Once in a while a visitor will enter my booth at a show and ask me if my prints are originals. The question is a good one. I’m surprised I don’t get asked about it more. I make images with the goal of making high-end, archival, pigment-based inkjet prints (also called giclees). These types of prints are purchased from the best galleries and collected by the most prestigious art museums.
An original giclee print is one which is either made by the artist or under their direct supervision/authorization. Giclees are made either to be unique (edition of one), part of a “limited edition” (limited to a specified number), or as an “open edition” (limited only by when the artist decides to no longer release prints). Regardless of the edition size, all prints made by, or with an artist’s authorization, are considered to be originals. I prefer that an artist’s original prints be signed, numbered and have accompanying certificates of authenticity. This provides the collector with the desired provenance to assure that they are purchasing original artwork and not a reproduction or fake.
When a collector purchases my prints, they are most likely dealing directly with me through my gallery on-line, or in person at a show. The certificate of authenticity which provides title, medium, dimensions, and my signature guarantees that a print is an original and may be purchased with confidence. I also recommend that buyers keep the receipts of a purchase with the artwork in case of future resale or donation of a piece.

Stored data entries:
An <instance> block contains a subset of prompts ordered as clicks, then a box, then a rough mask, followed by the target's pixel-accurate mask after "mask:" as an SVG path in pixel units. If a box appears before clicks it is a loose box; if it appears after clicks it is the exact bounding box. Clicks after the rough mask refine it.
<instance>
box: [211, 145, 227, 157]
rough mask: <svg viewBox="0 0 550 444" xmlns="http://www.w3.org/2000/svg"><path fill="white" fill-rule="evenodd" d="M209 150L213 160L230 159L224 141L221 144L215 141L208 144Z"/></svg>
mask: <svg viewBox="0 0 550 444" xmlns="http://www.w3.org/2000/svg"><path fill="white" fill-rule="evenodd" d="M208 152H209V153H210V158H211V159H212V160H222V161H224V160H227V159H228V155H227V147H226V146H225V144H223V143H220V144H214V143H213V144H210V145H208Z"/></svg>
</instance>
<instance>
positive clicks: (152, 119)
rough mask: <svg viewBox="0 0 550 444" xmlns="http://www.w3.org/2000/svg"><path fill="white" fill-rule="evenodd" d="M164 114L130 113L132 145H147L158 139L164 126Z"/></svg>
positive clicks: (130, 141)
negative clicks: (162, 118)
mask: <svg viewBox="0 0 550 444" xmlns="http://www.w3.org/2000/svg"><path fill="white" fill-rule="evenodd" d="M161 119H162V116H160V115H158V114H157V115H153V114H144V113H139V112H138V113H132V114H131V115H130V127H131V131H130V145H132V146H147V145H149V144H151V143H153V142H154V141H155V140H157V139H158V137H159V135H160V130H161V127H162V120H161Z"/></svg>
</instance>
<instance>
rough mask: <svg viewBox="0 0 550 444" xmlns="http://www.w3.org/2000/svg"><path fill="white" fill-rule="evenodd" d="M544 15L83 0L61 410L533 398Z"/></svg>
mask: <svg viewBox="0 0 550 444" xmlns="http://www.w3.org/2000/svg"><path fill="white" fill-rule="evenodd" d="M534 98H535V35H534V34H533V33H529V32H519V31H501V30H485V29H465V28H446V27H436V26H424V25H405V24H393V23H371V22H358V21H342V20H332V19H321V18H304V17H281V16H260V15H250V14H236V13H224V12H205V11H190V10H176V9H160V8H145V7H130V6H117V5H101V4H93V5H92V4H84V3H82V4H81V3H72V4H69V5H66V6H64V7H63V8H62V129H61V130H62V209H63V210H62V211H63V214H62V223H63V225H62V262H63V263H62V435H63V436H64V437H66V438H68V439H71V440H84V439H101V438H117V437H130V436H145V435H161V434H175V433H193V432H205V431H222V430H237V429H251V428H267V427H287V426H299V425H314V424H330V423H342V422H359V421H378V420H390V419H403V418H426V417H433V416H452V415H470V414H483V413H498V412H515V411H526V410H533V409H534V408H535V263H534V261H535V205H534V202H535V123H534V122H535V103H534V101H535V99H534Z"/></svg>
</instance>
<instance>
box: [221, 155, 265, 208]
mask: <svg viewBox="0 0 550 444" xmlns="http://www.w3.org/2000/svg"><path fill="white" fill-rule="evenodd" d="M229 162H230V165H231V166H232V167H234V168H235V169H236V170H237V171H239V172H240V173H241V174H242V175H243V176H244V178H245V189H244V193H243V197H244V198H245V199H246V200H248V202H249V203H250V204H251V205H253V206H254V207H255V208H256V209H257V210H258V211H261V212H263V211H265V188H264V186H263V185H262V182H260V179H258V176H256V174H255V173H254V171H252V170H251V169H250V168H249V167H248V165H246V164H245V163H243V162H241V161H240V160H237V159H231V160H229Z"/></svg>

=== Your tasks ===
(a) Retype the giclee print passage, everything from "An original giclee" down to "reproduction or fake.".
(b) Answer these questions using the giclee print passage:
(i) What other name does it give for archival, pigment-based inkjet prints?
(ii) What does the certificate of authenticity provide?
(iii) What does it recommend that buyers keep with the artwork?
These records were taken from a separate source.

=== Exercise answers ===
(a)
An original giclee print is one which is either made by the artist or under their direct supervision/authorization. Giclees are made either to be unique (edition of one), part of a “limited edition” (limited to a specified number), or as an “open edition” (limited only by when the artist decides to no longer release prints). Regardless of the edition size, all prints made by, or with an artist’s authorization, are considered to be originals. I prefer that an artist’s original prints be signed, numbered and have accompanying certificates of authenticity. This provides the collector with the desired provenance to assure that they are purchasing original artwork and not a reproduction or fake.

(b)
(i) Giclees.
(ii) The title, medium, dimensions, and the artist's signature.
(iii) The receipts of the purchase.